## Action item
Which lines to output? The line containing "bush as a single point per instance." and every line after it in the data below, each copied exactly.

################

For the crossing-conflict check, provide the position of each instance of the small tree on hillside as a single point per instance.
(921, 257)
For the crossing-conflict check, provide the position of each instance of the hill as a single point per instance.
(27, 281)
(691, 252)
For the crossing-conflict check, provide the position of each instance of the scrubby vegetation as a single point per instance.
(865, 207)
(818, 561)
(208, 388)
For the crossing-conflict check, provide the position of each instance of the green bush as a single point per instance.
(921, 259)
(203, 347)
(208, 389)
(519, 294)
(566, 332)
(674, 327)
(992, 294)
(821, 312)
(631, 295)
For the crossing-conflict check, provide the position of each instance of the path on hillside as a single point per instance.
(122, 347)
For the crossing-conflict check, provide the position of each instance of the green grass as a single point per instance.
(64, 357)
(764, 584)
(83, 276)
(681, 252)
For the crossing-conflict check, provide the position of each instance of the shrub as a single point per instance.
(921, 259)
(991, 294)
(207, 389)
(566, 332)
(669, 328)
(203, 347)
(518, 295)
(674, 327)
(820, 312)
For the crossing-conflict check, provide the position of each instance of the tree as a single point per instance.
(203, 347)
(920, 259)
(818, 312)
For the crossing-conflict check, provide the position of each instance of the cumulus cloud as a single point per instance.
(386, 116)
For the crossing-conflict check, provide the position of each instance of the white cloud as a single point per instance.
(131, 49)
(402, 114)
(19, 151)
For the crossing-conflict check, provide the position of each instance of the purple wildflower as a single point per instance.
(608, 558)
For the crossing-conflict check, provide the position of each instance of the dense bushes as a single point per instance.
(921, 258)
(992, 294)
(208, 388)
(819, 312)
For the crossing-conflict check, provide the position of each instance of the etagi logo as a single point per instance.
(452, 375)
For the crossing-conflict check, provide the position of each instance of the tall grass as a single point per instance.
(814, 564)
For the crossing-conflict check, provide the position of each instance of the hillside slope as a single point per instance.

################

## Output of the exercise
For the crossing-conflict check, provide the position of each instance of the green bush as a single point per instance.
(921, 259)
(203, 347)
(208, 389)
(519, 294)
(566, 332)
(674, 327)
(992, 294)
(821, 312)
(631, 295)
For the crossing-conflict check, provide the position of each instance of the path on hillside as a single point per instance.
(122, 347)
For the crossing-conflict check, provide the position of each instance of the green grass as a single point per instance.
(64, 357)
(764, 584)
(83, 276)
(681, 252)
For the crossing-conflict check, provide the position of each instance of the shrub as a single point per instance.
(921, 259)
(991, 294)
(207, 389)
(566, 332)
(669, 328)
(203, 347)
(518, 295)
(674, 327)
(820, 312)
For the crossing-conflict check, provide the position of each instance of the tree as a single point per instance.
(203, 347)
(920, 259)
(818, 312)
For the crossing-conflict check, provide the position of each instance of the cumulus cloud as a single point per instance.
(386, 116)
For the crossing-conflict check, provide the position of each instance of the white cloud as a single point per instance.
(131, 49)
(402, 114)
(19, 151)
For the crossing-conflict check, provide the position of each instance of the purple wildflower as a single point per instance.
(608, 558)
For the crossing-conflict check, provide the position of each instance of the dense bushes as a single point per instance.
(921, 258)
(992, 294)
(208, 388)
(819, 312)
For the crossing-conflict check, provide the position of each instance of the etagi logo as a single point per instance.
(452, 375)
For the crossing-conflict check, provide the position of each instance of the tall grass as a single point per instance.
(814, 564)
For the crossing-conflict check, provide the position of each instance of the hillside slope as a single point per instance.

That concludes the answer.